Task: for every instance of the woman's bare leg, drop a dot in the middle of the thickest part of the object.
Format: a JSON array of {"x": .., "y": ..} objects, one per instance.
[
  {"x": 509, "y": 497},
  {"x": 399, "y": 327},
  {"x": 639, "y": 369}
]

Given request: Write out every line of the records above without changing a single character.

Solution below:
Task: for every instance of the woman's bare leg, drop a dot in the middle of the thickest part of the object.
Format: a JSON array of {"x": .., "y": ..} objects, one per instance.
[
  {"x": 509, "y": 497},
  {"x": 399, "y": 327},
  {"x": 639, "y": 369}
]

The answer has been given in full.